Task prompt:
Collect every line of the records that contains the word "fork", and copy each one as it appears.

[Records of labeled boxes]
-- BEGIN --

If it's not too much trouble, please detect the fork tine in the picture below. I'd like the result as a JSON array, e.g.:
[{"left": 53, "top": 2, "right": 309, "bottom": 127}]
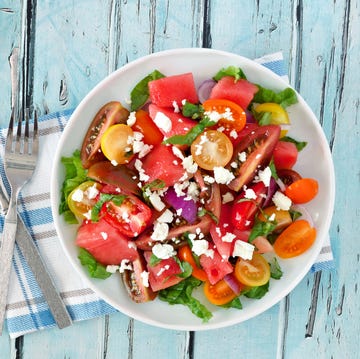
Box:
[
  {"left": 5, "top": 107, "right": 15, "bottom": 152},
  {"left": 15, "top": 109, "right": 23, "bottom": 153},
  {"left": 24, "top": 108, "right": 30, "bottom": 154},
  {"left": 31, "top": 110, "right": 39, "bottom": 155}
]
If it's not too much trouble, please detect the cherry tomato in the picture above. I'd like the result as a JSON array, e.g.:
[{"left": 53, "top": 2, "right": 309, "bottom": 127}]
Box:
[
  {"left": 100, "top": 195, "right": 152, "bottom": 237},
  {"left": 285, "top": 178, "right": 319, "bottom": 203},
  {"left": 257, "top": 206, "right": 292, "bottom": 231},
  {"left": 234, "top": 253, "right": 270, "bottom": 287},
  {"left": 68, "top": 181, "right": 102, "bottom": 219},
  {"left": 178, "top": 245, "right": 207, "bottom": 282},
  {"left": 227, "top": 125, "right": 280, "bottom": 191},
  {"left": 276, "top": 168, "right": 301, "bottom": 186},
  {"left": 131, "top": 110, "right": 164, "bottom": 145},
  {"left": 273, "top": 141, "right": 298, "bottom": 170},
  {"left": 202, "top": 99, "right": 246, "bottom": 131},
  {"left": 81, "top": 101, "right": 129, "bottom": 168},
  {"left": 255, "top": 102, "right": 290, "bottom": 137},
  {"left": 204, "top": 279, "right": 237, "bottom": 305},
  {"left": 191, "top": 130, "right": 233, "bottom": 170},
  {"left": 101, "top": 123, "right": 134, "bottom": 165},
  {"left": 274, "top": 219, "right": 316, "bottom": 258},
  {"left": 231, "top": 182, "right": 267, "bottom": 231}
]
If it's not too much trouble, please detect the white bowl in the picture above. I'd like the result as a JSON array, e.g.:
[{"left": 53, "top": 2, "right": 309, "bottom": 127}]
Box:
[{"left": 51, "top": 49, "right": 335, "bottom": 330}]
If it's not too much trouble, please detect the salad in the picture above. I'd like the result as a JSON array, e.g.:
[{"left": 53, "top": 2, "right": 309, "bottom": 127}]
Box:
[{"left": 59, "top": 66, "right": 318, "bottom": 321}]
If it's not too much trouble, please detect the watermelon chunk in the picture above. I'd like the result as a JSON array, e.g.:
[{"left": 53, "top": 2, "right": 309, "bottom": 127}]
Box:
[
  {"left": 149, "top": 72, "right": 199, "bottom": 107},
  {"left": 149, "top": 104, "right": 197, "bottom": 138},
  {"left": 210, "top": 76, "right": 258, "bottom": 110},
  {"left": 142, "top": 144, "right": 185, "bottom": 187},
  {"left": 144, "top": 251, "right": 183, "bottom": 292},
  {"left": 200, "top": 245, "right": 234, "bottom": 284}
]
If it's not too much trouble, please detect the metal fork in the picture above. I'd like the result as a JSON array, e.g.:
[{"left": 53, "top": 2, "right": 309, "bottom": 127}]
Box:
[{"left": 0, "top": 108, "right": 39, "bottom": 335}]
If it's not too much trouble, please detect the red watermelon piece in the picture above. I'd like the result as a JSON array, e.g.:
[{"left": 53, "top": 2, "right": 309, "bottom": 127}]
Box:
[
  {"left": 142, "top": 144, "right": 185, "bottom": 187},
  {"left": 149, "top": 104, "right": 197, "bottom": 138},
  {"left": 210, "top": 76, "right": 258, "bottom": 109},
  {"left": 149, "top": 72, "right": 199, "bottom": 107}
]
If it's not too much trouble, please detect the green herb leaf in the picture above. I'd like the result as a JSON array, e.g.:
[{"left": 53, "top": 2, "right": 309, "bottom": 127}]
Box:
[
  {"left": 280, "top": 136, "right": 307, "bottom": 152},
  {"left": 59, "top": 150, "right": 87, "bottom": 224},
  {"left": 243, "top": 282, "right": 270, "bottom": 299},
  {"left": 78, "top": 248, "right": 111, "bottom": 279},
  {"left": 213, "top": 66, "right": 246, "bottom": 82},
  {"left": 249, "top": 221, "right": 276, "bottom": 243},
  {"left": 269, "top": 257, "right": 283, "bottom": 279},
  {"left": 130, "top": 70, "right": 165, "bottom": 111},
  {"left": 252, "top": 85, "right": 298, "bottom": 108},
  {"left": 164, "top": 116, "right": 216, "bottom": 146},
  {"left": 181, "top": 101, "right": 204, "bottom": 120},
  {"left": 159, "top": 277, "right": 212, "bottom": 322},
  {"left": 91, "top": 193, "right": 126, "bottom": 222}
]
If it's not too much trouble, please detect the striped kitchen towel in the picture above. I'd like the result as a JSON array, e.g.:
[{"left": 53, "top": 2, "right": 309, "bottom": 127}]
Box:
[{"left": 0, "top": 52, "right": 333, "bottom": 338}]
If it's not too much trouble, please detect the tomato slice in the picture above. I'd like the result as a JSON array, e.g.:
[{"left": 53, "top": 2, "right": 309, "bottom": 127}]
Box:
[
  {"left": 178, "top": 245, "right": 207, "bottom": 282},
  {"left": 191, "top": 130, "right": 233, "bottom": 170},
  {"left": 202, "top": 99, "right": 246, "bottom": 131},
  {"left": 81, "top": 101, "right": 129, "bottom": 168},
  {"left": 231, "top": 182, "right": 267, "bottom": 231},
  {"left": 274, "top": 219, "right": 316, "bottom": 258},
  {"left": 204, "top": 279, "right": 237, "bottom": 305},
  {"left": 234, "top": 253, "right": 270, "bottom": 287},
  {"left": 227, "top": 125, "right": 280, "bottom": 191},
  {"left": 285, "top": 178, "right": 319, "bottom": 204},
  {"left": 100, "top": 195, "right": 152, "bottom": 237},
  {"left": 273, "top": 141, "right": 298, "bottom": 170},
  {"left": 68, "top": 181, "right": 102, "bottom": 219},
  {"left": 101, "top": 123, "right": 134, "bottom": 166},
  {"left": 131, "top": 110, "right": 164, "bottom": 145}
]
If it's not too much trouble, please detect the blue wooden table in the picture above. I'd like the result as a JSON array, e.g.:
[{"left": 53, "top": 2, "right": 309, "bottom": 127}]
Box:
[{"left": 0, "top": 0, "right": 360, "bottom": 359}]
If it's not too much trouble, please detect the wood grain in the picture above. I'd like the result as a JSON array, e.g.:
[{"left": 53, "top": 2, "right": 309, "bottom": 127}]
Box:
[{"left": 0, "top": 0, "right": 360, "bottom": 359}]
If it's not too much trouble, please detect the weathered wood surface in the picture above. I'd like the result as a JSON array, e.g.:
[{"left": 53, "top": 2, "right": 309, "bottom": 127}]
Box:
[{"left": 0, "top": 0, "right": 360, "bottom": 359}]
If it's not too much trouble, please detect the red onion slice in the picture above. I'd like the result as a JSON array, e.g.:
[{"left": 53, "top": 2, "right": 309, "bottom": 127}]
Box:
[
  {"left": 164, "top": 187, "right": 198, "bottom": 223},
  {"left": 224, "top": 273, "right": 241, "bottom": 295},
  {"left": 198, "top": 79, "right": 216, "bottom": 103}
]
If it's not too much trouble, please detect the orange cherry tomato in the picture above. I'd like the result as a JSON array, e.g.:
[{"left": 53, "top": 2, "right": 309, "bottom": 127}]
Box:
[
  {"left": 131, "top": 110, "right": 164, "bottom": 145},
  {"left": 285, "top": 178, "right": 319, "bottom": 203},
  {"left": 101, "top": 123, "right": 134, "bottom": 165},
  {"left": 274, "top": 219, "right": 316, "bottom": 258},
  {"left": 190, "top": 130, "right": 234, "bottom": 170},
  {"left": 204, "top": 279, "right": 237, "bottom": 305},
  {"left": 202, "top": 99, "right": 246, "bottom": 132},
  {"left": 178, "top": 245, "right": 208, "bottom": 282},
  {"left": 234, "top": 253, "right": 270, "bottom": 287}
]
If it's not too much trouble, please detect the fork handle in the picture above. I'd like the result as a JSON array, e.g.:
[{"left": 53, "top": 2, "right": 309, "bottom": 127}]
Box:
[{"left": 0, "top": 207, "right": 17, "bottom": 335}]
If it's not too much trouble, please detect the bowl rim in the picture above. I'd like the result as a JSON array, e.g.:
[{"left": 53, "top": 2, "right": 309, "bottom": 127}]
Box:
[{"left": 50, "top": 48, "right": 335, "bottom": 331}]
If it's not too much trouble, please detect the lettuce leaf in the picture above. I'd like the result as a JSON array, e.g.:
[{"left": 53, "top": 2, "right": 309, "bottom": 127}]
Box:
[
  {"left": 130, "top": 70, "right": 165, "bottom": 111},
  {"left": 252, "top": 85, "right": 298, "bottom": 108},
  {"left": 59, "top": 150, "right": 87, "bottom": 224},
  {"left": 159, "top": 277, "right": 212, "bottom": 322}
]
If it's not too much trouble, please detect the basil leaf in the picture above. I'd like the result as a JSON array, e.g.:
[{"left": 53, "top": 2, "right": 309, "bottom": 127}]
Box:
[
  {"left": 78, "top": 248, "right": 111, "bottom": 279},
  {"left": 91, "top": 193, "right": 126, "bottom": 222},
  {"left": 252, "top": 85, "right": 298, "bottom": 108},
  {"left": 159, "top": 277, "right": 212, "bottom": 322},
  {"left": 164, "top": 116, "right": 216, "bottom": 146},
  {"left": 130, "top": 70, "right": 165, "bottom": 111},
  {"left": 249, "top": 221, "right": 276, "bottom": 243},
  {"left": 213, "top": 66, "right": 246, "bottom": 82},
  {"left": 59, "top": 150, "right": 87, "bottom": 224},
  {"left": 280, "top": 136, "right": 307, "bottom": 152}
]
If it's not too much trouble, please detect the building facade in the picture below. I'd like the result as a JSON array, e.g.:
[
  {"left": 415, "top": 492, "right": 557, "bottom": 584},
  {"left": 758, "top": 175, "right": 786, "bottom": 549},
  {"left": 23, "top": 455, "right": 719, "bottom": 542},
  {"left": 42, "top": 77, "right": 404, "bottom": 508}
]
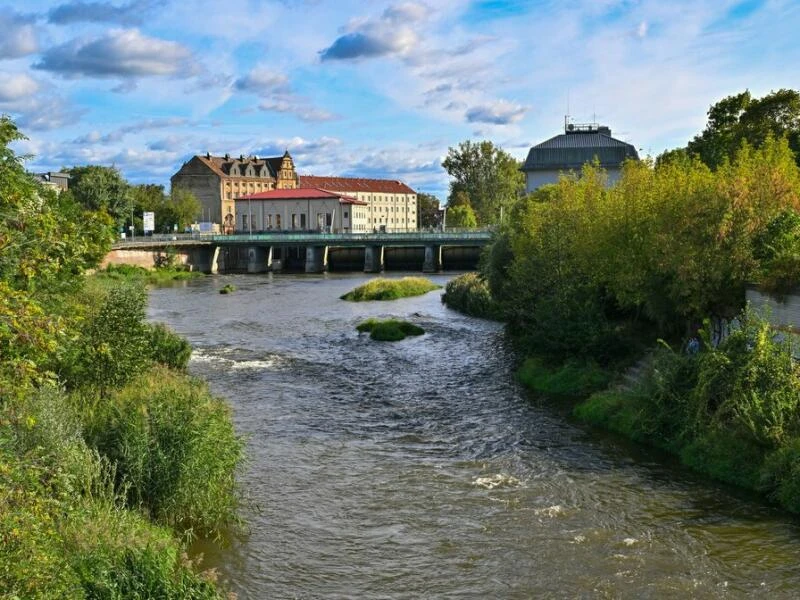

-- END --

Expected output:
If it's not too much trouble, please detect the fork tine in the picture below. I'd like the result as a JSON array, e.g.:
If it's not too much trouble, please detect the metal fork in the picture above. I'd like the result as a JSON array, e.g.:
If it's not too much trouble, please detect the fork handle in the picture above. I'd like the result as a JSON array, e.g.:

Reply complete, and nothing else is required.